Excerpt to read Block Start

The Greek myth about Prometheus, who was chained to a rock as punishment for his attempt to steal fire from the gods, has always piqued hepatological interest. Prometheus was tormented by an eagle that returned night after night to peck away at his liver, which during the day restored itself to its previous size. A 1-day recovery time is beyond contemporary measurements of the rate of liver regeneration, but the reality of how the liver responds to removal of functional mass or to acute injury is just as remarkable as this colorful tale. Hepatocytes are normally highly differentiated, metabolically active cells existing in the resting (G0) state. For liver regeneration to occur, they must be first “primed” to acquire proliferative competence (move from G0 to G1) and then, under the influence of growth factors and other mitogens, to progress through the cell cycle and undergo one or more rounds of mitosis (G1 − M) until the mass of the liver is restored.


NAFLD, nonalcoholic fatty liver disease; PH, partial hepatectomy; TNF, tumor necrosis factor; IL, interleukin; PEPCK, phosphoenolpyruvate carboxykinase; SREBP, steroid regulator element binding protein; STAT3, signal transducer and activator of transcription; PPAR, peroxisome proliferator-activated receptors; RXR, retinoid X receptor; CYP2E1, cytochrome P4502E1; ROS, reactive oxygen species; NF-κB nuclear factor-kappaB.

Excerpt to read Block End

> _What to produce_
Copy out the liver regeneration text word for word, including its list of abbreviations.

Given material Block Start

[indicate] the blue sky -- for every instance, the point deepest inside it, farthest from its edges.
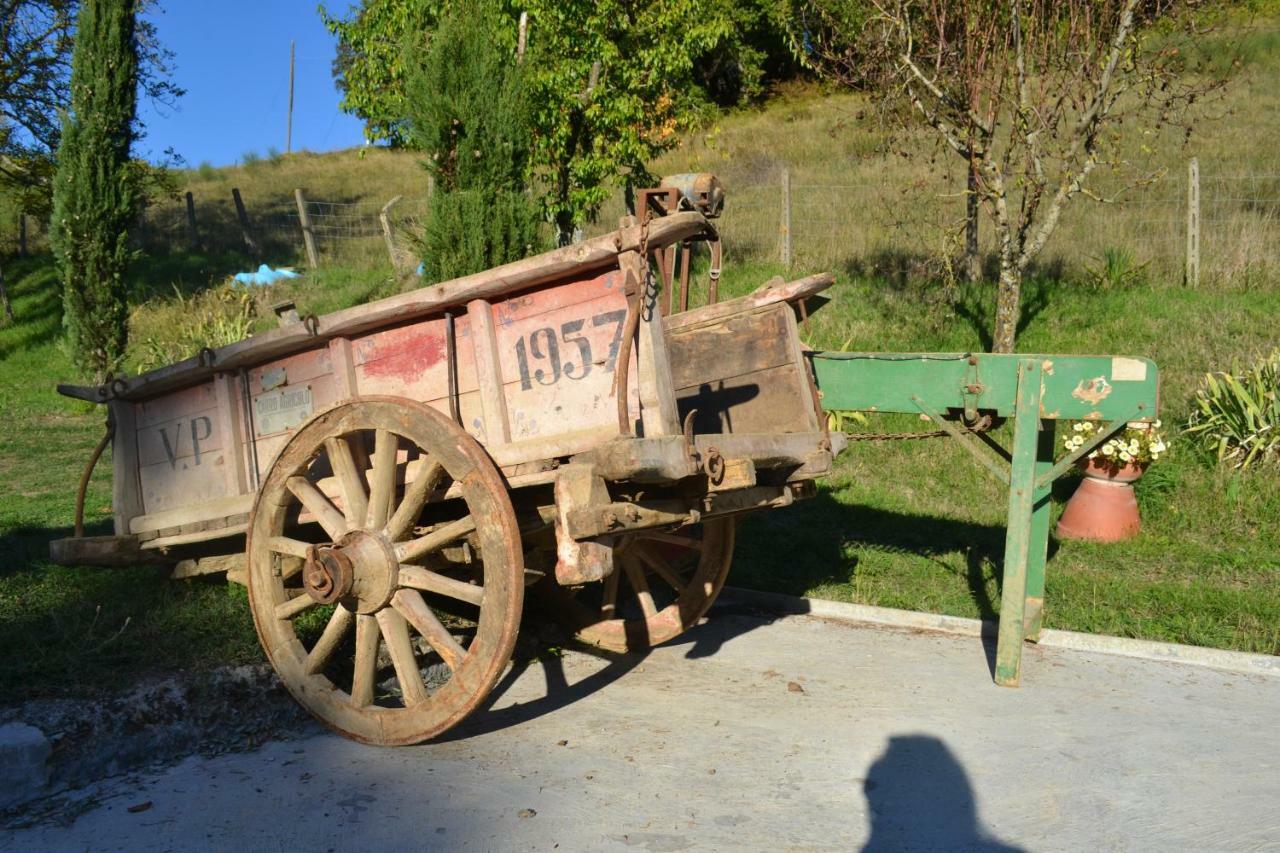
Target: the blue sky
(233, 59)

Given material Block End

> _The answer_
The Greek myth about Prometheus, who was chained to a rock as punishment for his attempt to steal fire from the gods, has always piqued hepatological interest. Prometheus was tormented by an eagle that returned night after night to peck away at his liver, which during the day restored itself to its previous size. A 1-day recovery time is beyond contemporary measurements of the rate of liver regeneration, but the reality of how the liver responds to removal of functional mass or to acute injury is just as remarkable as this colorful tale. Hepatocytes are normally highly differentiated, metabolically active cells existing in the resting (G0) state. For liver regeneration to occur, they must be first “primed” to acquire proliferative competence (move from G0 to G1) and then, under the influence of growth factors and other mitogens, to progress through the cell cycle and undergo one or more rounds of mitosis (G1 − M) until the mass of the liver is restored.


NAFLD, nonalcoholic fatty liver disease; PH, partial hepatectomy; TNF, tumor necrosis factor; IL, interleukin; PEPCK, phosphoenolpyruvate carboxykinase; SREBP, steroid regulator element binding protein; STAT3, signal transducer and activator of transcription; PPAR, peroxisome proliferator-activated receptors; RXR, retinoid X receptor; CYP2E1, cytochrome P4502E1; ROS, reactive oxygen species; NF-κB nuclear factor-kappaB.